# AIM OF THE TASK
Switch "pixel coordinates" to "image coordinates" everywhere it occurs in the entries, and copy everything else unchanged.

================

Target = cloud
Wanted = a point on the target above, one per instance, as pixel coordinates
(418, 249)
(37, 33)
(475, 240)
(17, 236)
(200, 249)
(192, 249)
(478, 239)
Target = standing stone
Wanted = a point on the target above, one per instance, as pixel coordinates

================

# SOLVED EXERCISE
Target = cloud
Wanted = a point on the target above, one per instance, as image coordinates
(418, 249)
(37, 33)
(475, 240)
(17, 236)
(200, 249)
(192, 249)
(478, 239)
Target = standing stone
Wanted = a point on the target above, one per instance, as image coordinates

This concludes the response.